Exercise details
Beginning at the line that contains "of the clay" and ending at the last line of the entries, write out each line exactly; include nothing outside that span.

[Excerpts from point annotation data]
>> begin

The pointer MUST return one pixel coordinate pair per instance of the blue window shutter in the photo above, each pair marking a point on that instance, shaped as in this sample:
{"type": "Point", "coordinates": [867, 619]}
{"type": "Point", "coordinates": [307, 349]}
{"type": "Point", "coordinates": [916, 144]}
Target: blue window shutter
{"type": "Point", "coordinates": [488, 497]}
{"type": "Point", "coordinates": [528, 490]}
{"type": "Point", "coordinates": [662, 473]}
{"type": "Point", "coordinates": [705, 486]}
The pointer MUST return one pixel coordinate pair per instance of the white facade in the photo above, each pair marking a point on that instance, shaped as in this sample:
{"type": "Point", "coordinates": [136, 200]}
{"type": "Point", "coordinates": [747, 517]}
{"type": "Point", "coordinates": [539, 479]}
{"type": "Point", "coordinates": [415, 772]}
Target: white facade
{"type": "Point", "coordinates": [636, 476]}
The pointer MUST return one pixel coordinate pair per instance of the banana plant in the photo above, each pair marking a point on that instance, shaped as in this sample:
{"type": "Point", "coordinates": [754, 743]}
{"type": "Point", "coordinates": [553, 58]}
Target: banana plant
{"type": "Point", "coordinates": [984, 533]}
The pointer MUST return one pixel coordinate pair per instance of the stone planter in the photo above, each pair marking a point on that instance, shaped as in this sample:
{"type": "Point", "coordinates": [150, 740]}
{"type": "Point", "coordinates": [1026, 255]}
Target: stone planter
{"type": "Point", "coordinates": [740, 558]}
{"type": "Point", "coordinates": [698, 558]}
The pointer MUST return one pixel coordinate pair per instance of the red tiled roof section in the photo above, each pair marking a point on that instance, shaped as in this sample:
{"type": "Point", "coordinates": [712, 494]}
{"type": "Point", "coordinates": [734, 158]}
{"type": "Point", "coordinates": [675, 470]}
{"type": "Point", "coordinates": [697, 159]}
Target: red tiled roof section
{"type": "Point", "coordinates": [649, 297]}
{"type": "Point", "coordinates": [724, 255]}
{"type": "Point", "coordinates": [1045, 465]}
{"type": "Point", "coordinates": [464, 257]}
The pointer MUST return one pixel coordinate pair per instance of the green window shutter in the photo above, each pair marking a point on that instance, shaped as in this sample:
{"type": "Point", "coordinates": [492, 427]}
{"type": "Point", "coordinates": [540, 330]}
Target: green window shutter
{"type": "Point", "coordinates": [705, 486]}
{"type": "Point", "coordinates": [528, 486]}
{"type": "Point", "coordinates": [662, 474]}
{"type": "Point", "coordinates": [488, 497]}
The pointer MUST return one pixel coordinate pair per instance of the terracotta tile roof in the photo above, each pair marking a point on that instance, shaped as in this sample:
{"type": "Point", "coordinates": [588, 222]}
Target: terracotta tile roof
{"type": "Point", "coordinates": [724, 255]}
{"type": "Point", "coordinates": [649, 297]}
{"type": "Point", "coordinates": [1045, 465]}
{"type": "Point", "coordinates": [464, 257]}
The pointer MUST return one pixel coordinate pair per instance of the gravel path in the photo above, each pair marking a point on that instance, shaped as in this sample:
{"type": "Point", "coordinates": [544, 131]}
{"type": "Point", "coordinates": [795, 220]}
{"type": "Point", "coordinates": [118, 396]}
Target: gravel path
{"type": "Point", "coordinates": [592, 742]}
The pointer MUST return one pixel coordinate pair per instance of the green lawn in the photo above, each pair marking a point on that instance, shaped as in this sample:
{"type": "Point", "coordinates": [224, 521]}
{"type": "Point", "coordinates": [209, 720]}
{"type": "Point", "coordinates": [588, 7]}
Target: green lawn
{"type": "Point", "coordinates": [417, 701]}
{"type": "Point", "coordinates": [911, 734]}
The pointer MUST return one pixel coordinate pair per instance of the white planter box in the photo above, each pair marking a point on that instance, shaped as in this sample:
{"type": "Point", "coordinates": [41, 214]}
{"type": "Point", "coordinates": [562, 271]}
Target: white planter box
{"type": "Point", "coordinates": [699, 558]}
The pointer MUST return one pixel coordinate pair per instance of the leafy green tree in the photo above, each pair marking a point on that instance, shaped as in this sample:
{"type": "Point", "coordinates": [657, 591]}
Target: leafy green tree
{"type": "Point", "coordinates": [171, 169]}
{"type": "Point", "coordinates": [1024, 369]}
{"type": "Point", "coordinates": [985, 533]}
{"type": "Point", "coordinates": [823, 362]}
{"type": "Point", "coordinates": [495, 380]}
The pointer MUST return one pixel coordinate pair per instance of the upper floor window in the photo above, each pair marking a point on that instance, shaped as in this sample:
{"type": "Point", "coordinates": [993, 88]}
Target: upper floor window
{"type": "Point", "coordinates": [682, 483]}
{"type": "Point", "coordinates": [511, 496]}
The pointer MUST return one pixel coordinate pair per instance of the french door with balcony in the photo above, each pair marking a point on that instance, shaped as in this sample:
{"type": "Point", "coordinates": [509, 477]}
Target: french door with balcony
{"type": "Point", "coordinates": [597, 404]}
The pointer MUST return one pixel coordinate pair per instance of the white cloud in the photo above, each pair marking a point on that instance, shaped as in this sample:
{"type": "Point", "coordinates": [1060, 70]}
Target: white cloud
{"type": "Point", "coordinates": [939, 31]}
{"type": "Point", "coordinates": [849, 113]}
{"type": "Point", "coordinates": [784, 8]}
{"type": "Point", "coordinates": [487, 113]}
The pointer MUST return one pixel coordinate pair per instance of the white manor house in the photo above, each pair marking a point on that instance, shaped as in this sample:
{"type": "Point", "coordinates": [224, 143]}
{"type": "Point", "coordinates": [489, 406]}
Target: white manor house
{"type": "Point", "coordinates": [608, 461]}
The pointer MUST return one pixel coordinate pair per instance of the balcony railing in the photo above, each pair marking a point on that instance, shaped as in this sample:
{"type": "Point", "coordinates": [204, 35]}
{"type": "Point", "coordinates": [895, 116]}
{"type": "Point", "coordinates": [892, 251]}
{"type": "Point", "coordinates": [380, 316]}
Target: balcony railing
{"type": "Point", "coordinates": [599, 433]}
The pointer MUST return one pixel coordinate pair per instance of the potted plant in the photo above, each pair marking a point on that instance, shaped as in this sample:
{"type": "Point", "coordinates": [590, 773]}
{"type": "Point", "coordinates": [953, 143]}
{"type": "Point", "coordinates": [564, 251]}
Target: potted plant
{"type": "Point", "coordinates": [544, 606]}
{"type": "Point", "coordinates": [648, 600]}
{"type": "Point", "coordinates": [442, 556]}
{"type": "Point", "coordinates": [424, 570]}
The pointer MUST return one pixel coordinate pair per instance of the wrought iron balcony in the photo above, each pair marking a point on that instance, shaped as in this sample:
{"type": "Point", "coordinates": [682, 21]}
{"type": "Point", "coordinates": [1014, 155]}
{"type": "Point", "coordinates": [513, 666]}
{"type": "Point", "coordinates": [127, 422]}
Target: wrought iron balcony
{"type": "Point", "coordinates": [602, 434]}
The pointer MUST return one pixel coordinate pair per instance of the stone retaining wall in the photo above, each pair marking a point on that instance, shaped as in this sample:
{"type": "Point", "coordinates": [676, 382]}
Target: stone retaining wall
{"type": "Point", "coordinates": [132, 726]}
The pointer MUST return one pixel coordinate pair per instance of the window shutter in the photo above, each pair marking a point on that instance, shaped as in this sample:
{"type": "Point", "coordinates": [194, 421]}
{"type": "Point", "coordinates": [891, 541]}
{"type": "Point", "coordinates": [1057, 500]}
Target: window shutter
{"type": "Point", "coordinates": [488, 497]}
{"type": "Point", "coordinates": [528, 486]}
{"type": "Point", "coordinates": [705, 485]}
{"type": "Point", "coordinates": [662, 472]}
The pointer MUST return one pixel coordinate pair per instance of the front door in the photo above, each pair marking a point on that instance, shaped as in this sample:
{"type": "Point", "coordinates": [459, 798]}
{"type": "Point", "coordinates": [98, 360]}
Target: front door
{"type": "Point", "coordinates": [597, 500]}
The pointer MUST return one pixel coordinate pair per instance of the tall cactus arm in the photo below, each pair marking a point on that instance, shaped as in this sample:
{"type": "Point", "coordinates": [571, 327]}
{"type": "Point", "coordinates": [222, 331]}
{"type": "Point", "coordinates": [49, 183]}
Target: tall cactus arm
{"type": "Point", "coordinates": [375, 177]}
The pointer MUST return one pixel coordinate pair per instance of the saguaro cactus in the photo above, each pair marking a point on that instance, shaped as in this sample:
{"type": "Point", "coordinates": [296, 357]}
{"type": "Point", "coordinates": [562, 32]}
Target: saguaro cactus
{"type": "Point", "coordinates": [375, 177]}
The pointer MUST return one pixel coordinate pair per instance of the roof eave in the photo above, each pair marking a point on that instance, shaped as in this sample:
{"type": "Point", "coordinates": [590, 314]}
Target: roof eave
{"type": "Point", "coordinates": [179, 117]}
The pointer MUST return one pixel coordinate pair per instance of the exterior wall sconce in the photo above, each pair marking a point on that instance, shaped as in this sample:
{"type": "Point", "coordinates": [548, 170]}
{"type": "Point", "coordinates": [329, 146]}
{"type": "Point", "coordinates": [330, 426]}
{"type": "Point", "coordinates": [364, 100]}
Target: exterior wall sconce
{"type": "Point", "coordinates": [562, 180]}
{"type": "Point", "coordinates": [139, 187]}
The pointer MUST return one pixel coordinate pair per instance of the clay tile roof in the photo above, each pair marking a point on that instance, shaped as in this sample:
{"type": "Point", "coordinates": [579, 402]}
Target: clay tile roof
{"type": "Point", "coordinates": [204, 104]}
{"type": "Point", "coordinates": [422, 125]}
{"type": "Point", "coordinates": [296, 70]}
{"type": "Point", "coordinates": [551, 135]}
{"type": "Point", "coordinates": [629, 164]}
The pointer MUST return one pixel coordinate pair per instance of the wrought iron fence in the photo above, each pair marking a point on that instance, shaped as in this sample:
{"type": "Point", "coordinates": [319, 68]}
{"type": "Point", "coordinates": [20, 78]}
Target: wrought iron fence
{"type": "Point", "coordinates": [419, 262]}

>> end

The result
The pointer MUST return one pixel coordinate pair per instance of the clay tile roof in the photo above, each pair marking a point on that instance, shaped as in this sample:
{"type": "Point", "coordinates": [579, 402]}
Target: clay tile roof
{"type": "Point", "coordinates": [204, 104]}
{"type": "Point", "coordinates": [422, 125]}
{"type": "Point", "coordinates": [296, 70]}
{"type": "Point", "coordinates": [551, 135]}
{"type": "Point", "coordinates": [629, 164]}
The pointer MUST return one pixel coordinate pair per instance of the wrought iron fence in the photo above, each pair marking a point on that instance, shaped as in this sample:
{"type": "Point", "coordinates": [319, 68]}
{"type": "Point", "coordinates": [20, 78]}
Target: wrought iron fence
{"type": "Point", "coordinates": [419, 262]}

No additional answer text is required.